• [RECORDS SUPPLIED]

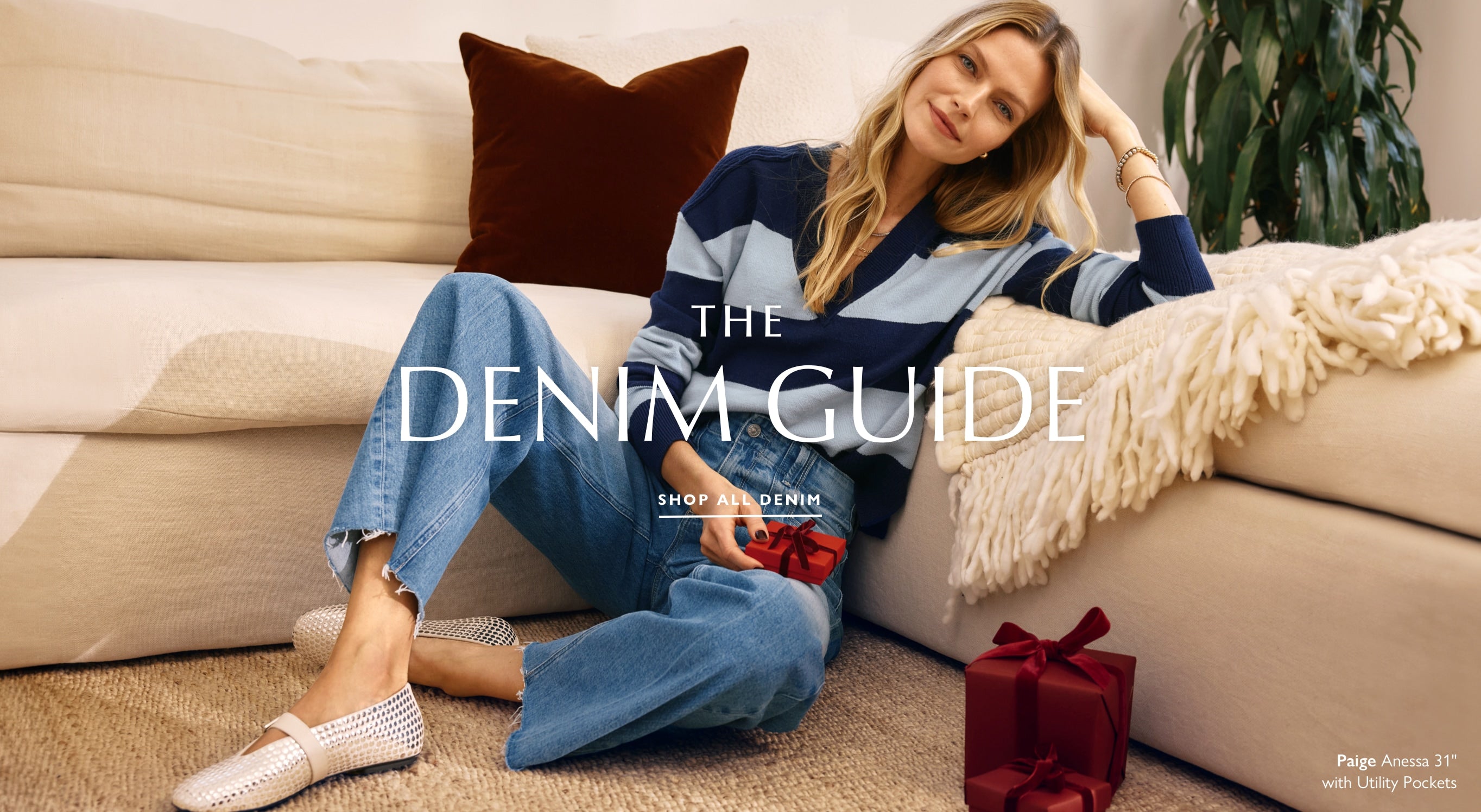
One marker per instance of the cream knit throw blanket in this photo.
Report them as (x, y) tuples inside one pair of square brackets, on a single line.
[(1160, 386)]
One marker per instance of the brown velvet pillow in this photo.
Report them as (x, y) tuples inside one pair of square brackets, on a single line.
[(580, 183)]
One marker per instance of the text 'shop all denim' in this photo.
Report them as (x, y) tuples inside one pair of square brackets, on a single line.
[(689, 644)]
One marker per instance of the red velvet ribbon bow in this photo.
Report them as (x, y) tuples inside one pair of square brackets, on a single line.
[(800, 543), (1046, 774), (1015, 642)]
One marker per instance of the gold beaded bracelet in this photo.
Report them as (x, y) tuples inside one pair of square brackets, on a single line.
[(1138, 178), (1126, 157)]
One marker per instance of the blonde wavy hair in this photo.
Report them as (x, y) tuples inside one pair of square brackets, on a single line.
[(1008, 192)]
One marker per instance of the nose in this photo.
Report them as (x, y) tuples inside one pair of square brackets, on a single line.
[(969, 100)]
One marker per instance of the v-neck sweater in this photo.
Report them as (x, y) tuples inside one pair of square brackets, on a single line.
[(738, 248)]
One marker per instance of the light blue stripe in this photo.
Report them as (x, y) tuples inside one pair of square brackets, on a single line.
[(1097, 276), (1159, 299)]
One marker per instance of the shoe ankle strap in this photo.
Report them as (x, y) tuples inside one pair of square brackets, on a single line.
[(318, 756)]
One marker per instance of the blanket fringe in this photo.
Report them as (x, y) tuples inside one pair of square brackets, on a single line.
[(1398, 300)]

...

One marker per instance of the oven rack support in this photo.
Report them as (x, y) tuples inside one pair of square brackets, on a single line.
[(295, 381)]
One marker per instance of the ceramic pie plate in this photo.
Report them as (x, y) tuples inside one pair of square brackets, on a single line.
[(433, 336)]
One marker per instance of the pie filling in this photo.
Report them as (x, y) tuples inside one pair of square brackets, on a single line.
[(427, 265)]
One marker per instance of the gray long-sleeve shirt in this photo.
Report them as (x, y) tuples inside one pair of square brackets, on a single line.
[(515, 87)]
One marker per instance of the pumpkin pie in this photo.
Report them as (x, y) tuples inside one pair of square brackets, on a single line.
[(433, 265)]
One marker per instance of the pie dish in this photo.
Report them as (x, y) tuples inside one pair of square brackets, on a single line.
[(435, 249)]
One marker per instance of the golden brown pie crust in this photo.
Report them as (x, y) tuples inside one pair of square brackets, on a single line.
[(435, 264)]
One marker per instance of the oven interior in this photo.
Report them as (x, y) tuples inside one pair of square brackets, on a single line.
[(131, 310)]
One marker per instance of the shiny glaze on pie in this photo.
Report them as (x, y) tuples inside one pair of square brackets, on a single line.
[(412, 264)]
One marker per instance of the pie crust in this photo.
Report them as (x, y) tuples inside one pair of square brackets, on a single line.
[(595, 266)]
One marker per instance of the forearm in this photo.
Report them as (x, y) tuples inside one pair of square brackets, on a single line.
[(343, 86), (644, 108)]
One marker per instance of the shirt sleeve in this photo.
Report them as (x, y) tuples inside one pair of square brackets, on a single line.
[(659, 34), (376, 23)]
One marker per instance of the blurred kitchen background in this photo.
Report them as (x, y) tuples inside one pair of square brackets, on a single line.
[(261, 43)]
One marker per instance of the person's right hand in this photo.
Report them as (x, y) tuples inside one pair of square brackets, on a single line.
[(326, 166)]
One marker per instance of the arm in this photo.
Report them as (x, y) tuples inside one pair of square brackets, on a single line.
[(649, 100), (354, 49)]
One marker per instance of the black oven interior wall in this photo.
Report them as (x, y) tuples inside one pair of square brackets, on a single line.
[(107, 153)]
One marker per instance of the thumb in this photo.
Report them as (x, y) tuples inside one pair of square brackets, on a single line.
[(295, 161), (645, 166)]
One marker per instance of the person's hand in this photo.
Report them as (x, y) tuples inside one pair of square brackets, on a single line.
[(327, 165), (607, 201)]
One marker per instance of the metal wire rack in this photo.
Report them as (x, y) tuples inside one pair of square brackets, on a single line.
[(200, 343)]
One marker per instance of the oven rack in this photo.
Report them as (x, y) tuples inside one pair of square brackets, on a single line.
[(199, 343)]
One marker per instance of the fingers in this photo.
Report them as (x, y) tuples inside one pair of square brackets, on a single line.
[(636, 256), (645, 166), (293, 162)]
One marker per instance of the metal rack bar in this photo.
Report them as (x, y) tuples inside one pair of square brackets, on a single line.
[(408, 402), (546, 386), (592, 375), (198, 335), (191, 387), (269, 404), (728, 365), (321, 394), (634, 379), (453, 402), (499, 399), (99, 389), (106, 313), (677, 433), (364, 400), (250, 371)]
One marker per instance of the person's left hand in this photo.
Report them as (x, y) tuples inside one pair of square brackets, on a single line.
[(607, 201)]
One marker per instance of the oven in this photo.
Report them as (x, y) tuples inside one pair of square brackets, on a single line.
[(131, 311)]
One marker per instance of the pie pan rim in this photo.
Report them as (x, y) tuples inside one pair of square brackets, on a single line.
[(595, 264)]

• [INSTRUCTIONS FOR THE TASK] Return each line of the records above that contains the word "hand".

• [OUTPUT FOR THIS TASK]
One marker per instance of the person's right hand in this photo.
One marker per instance of the person's hand in this photo.
One marker per instance of the person's left hand in this photo.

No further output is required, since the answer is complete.